> **EXERCISE PROMPT**:
Your reply should reproduce each record precisely as written.

[Natural-language object grounding data]
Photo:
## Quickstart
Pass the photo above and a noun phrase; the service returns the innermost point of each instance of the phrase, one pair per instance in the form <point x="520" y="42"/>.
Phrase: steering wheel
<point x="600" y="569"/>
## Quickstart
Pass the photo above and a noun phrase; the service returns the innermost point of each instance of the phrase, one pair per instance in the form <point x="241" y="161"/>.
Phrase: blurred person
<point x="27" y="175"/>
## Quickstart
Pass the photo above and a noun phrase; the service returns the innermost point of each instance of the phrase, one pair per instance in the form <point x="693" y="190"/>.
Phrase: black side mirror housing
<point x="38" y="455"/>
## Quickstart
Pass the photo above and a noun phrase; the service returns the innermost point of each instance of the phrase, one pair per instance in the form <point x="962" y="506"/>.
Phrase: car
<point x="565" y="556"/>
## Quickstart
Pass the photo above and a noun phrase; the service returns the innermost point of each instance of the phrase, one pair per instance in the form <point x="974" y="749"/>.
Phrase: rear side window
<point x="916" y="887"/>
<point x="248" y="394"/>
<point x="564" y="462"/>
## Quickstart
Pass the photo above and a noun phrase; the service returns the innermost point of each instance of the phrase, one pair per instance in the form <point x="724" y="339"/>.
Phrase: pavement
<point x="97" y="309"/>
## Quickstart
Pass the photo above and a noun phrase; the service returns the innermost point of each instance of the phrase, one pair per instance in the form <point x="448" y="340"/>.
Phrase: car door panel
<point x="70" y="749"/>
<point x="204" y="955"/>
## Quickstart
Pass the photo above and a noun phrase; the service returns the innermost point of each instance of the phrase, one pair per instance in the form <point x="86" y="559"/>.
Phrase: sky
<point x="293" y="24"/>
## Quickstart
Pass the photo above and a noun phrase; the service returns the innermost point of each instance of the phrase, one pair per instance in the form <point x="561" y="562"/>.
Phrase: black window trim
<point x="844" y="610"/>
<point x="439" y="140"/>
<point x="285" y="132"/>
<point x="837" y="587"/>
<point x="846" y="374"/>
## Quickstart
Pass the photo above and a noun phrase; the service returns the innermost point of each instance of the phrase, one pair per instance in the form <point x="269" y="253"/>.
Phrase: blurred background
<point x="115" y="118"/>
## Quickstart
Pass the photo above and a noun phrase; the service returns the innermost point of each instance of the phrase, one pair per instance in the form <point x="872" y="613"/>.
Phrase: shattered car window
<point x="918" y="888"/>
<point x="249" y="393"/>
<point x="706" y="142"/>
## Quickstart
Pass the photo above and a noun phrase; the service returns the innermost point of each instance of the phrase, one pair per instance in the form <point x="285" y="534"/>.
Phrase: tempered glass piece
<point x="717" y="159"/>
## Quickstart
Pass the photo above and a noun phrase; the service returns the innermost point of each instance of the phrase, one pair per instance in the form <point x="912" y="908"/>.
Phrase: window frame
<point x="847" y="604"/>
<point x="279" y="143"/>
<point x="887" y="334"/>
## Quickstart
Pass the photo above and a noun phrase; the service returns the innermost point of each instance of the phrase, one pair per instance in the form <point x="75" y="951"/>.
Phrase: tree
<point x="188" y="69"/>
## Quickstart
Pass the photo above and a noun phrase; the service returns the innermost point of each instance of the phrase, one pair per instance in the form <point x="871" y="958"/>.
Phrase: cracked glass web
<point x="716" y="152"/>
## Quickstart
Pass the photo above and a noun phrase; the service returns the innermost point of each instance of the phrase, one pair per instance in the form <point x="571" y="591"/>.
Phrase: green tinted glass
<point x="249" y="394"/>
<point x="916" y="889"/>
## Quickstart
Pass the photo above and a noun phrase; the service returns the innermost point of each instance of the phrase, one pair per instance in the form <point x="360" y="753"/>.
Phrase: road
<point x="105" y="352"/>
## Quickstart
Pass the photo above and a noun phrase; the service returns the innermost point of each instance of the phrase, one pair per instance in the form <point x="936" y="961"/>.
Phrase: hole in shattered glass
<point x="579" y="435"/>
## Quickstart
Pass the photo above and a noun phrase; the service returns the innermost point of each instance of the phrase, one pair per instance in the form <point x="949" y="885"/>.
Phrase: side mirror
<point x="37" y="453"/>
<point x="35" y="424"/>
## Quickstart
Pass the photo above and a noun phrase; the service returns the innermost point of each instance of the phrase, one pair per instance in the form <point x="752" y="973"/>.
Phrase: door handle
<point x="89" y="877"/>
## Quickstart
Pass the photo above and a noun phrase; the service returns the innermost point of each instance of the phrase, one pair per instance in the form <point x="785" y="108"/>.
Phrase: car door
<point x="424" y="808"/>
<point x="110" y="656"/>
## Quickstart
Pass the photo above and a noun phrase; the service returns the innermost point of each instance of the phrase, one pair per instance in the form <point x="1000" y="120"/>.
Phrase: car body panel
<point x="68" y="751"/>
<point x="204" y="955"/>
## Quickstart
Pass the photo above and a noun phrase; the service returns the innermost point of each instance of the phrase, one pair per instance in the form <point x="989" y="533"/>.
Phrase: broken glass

> **OUTPUT OF THE TASK**:
Photo:
## Quickstart
Pass the photo above and a noun phrase; the service returns the innermost point of each instance of the phrase, one pair per instance in the form <point x="520" y="42"/>.
Phrase: steering wheel
<point x="600" y="569"/>
## Quickstart
Pass the photo above and a noun phrase; the service returns the innermost point of each instance of the phrase, one pair per instance in the form <point x="241" y="161"/>.
Phrase: blurred person
<point x="27" y="175"/>
## Quickstart
Pass the photo above and a noun phrase; the service returns the innermost point of each instance of the phrase, one pair per instance in the form <point x="693" y="190"/>.
Phrase: black side mirror housing
<point x="38" y="455"/>
## Quickstart
Pass the photo above and a noun phrase; the service returns the innermost point of each instance of the phrase, one pair per instance in the form <point x="962" y="506"/>.
Phrase: car
<point x="565" y="556"/>
## Quickstart
Pass the photo above and a noun phrase; the service returns the innermost point of each instance of the phrase, one pair per instance in the form <point x="974" y="749"/>.
Phrase: rear side window
<point x="916" y="887"/>
<point x="248" y="394"/>
<point x="564" y="462"/>
## Quickstart
Pass the photo above and a noun phrase; the service returns the innermost point of each instance of the phrase, one pair per instance in the form <point x="724" y="339"/>.
Phrase: pavement
<point x="97" y="309"/>
## Quickstart
Pass the photo above and a noun phrase; the service returns the innermost point of each instance of the phrase, one pair per instance in the form <point x="448" y="340"/>.
Phrase: car door panel
<point x="70" y="749"/>
<point x="204" y="955"/>
## Quickstart
Pass the photo above and a noun phrase; the service returns the innermost point of each instance of the phrase, one pair per instance in the form <point x="86" y="559"/>.
Phrase: sky
<point x="293" y="24"/>
## Quickstart
Pass the photo above and a noun phrase; the service returns the innermost point of each instance of the phrase, one pair per instance in the form <point x="561" y="562"/>.
Phrase: black window trim
<point x="844" y="610"/>
<point x="439" y="140"/>
<point x="285" y="132"/>
<point x="837" y="587"/>
<point x="846" y="374"/>
## Quickstart
Pass the photo above and a noun phrase; the service returns the innermost point of each instance of the phrase, one pair per instance in the form <point x="269" y="253"/>.
Phrase: blurred background
<point x="115" y="118"/>
## Quickstart
Pass the photo above and a noun phrase; the service returns the innermost point of each instance of the phrase, one pair per instance in the form <point x="872" y="613"/>.
Phrase: shattered car window
<point x="918" y="888"/>
<point x="249" y="393"/>
<point x="706" y="142"/>
## Quickstart
Pass the photo above and a noun phrase; the service returns the innermost point of each instance of the phrase, one pair per instance in the form <point x="285" y="534"/>.
Phrase: tempered glass piece
<point x="717" y="159"/>
## Quickstart
Pass the photo above and a noun phrase; the service returns the innermost point of each instance of the phrase, one pair per instance in the form <point x="912" y="908"/>.
Phrase: window frame
<point x="847" y="604"/>
<point x="279" y="143"/>
<point x="887" y="334"/>
## Quickstart
Pass the photo above and a noun phrase; the service returns the innermost point of each instance of the phrase, one pair per instance in the form <point x="75" y="951"/>.
Phrase: tree
<point x="188" y="69"/>
## Quickstart
Pass the photo above and a noun phrase; the service returns the innermost point of each instance of the phrase, one pair per instance in the form <point x="871" y="958"/>.
Phrase: cracked glass web
<point x="716" y="152"/>
## Quickstart
Pass the photo above and a noun phrase; the service returns the innermost point of each instance of the phrase, one pair per instance in the form <point x="571" y="591"/>.
Phrase: green tinted glass
<point x="249" y="394"/>
<point x="916" y="889"/>
## Quickstart
Pass the photo above and a noun phrase; the service returns the innermost point of each instance of the phrase, one pair per instance in the form <point x="360" y="753"/>.
Phrase: road
<point x="105" y="352"/>
## Quickstart
Pass the photo above and a noun phrase; the service returns the innermost point of each instance of the phrase, one pair per instance in the form <point x="936" y="961"/>.
Phrase: hole in shattered glass
<point x="579" y="435"/>
## Quickstart
Pass the photo above and a noun phrase; the service returns the innermost point of each instance of the phrase, one pair per instance in the form <point x="949" y="885"/>.
Phrase: side mirror
<point x="37" y="453"/>
<point x="35" y="424"/>
## Quickstart
Pass the photo above and a noun phrase; the service returns the innermost point of each instance of the phrase, one pair per instance in the form <point x="752" y="973"/>.
Phrase: door handle
<point x="89" y="877"/>
## Quickstart
Pass the photo above and a noun phrase; the service returns the innermost point of each instance of the phrase, one pair per instance in the form <point x="785" y="108"/>.
Phrase: car door
<point x="424" y="808"/>
<point x="110" y="656"/>
## Quickstart
Pass the photo above and a noun phrase; the service returns the innermost point of each instance of the phrase, one pair per instance in the form <point x="1000" y="120"/>.
Phrase: car body panel
<point x="68" y="751"/>
<point x="204" y="955"/>
## Quickstart
Pass the photo above and a noun phrase; the service returns the innermost point of each instance of the phrase, one pair per instance in the form <point x="989" y="533"/>.
Phrase: broken glass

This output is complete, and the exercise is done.